## PAGE
Hacker News new | ask | show | jobs
by chaosfox 2040 days ago
unfortunately having a competitive card is only half the battle, they also need all the deep learning libraries to support using this card otherwise nobody is going to bother. I hope AMD understands that I enlists their own engineers to help the community make this card support solid.
1 comments

ROCm (https://rocmdocs.amd.com/en/latest/) is their compute framework/stack. Not as good as CUDA but has support for Tensorflow etc
The problem is that ROCm is only for linux which is still a huge downside, and it doesn't have good support (or support at all) for the consumer grade GPUs, pretty much Polaris onwards is good luck, heck even Radeon VII isn't well supported.

CUDA works because any NVIDIA GPU will run CUDA this means it's easier to learn, easier to prototype and easier to ship and the code you ship isn't limited to the datacenter.

What AMD needs to do to "win" an HPC GPU launch is to have an event which is 95% "How we fixed ROCm, and here is our full software roadmap and support guarantee for the next 5 years" and the remaining 5% "oh btw here is our new silicon, it's really fast and shiny".

I would be interested in knowing how much compute happens away from Linux. My impression is that almost nobody uses windows for theses tasks, but anecdotes are not data. There are of course workstation type acceleration tasks like simulation that are very windows heavy(e.g. ANSYS), but I am not privy to the breakdown of compute demand per segment.

## PROVIDED DATA
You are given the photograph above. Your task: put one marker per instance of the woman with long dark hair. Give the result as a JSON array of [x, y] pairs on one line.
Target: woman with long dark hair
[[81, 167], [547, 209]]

## INSTRUCTIONS
1: In the thread on AMD's ROCm, which operating system is ROCm said to run on only?
2: List the three things the ROCm thread says CUDA makes easier because any NVIDIA GPU will run it.
3: Please pick up the thread on AMD's ROCm after its last comment and write what comes next.

## SOLVED TASKS
1: Linux.

2:
- Learning it
- Prototyping
- Shipping

3:
> What AMD needs to do to "win" an HPC GPU launch is to have an event which is 95% "How we fixed ROCm, and here is our full software roadmap and support guarantee for the next 5 years" and the remaining 5% "oh btw here is our new silicon, it's really fast and shiny".

This is a great point. NVDA has worked on CUDA for years and has a great ecosystem of material and questions on places like stackexchange. AMD will have to work very purposefully to close the gap, but it seems like they are aware and headed in the right direction.

The software side of AMD has been (in preceding years) a disaster. I say that as someone interested in their products. Who would love to see a realistic competitor to CUDA.

AMDs linux support has been somewhere between no-assed to half-assed for the preceding decade. I think they believed that the world will return to windows for everything. That ship has sailed, long ago. The point about CUDA being usable up/down the HW stack is quite salient. When I develop GPU things, I start on my laptop GTX1060. Test on my deskside RTX2060, and run them on V100s. Code is in Julia, C, Fortran, so it should work anywhere with good underlying library support. I've got a zen laptop with integrated Radeon. No dice, can't do computing on it (yet).

AMDs function/library support is nascent, and will take years to get to a viable point for many.

I am hoping ... hoping ... that AMD sees this as an opportunity long term, and not a short term expense that must provide immediate ROI. SW ecosystems drive the HW purchases, but there is usually a lag of years before this engine really gets started.

AMD needs to be in this for the long haul.

Your impression is wrong, there is a metric ton of enterprise and consumer software that uses CUDA and runs only on windows.

There are also whole "data sciences" divisions in bluechip companies that are running windows.

Case in point i work for a huge financial company we have CUDA powered excel add-ins/macros...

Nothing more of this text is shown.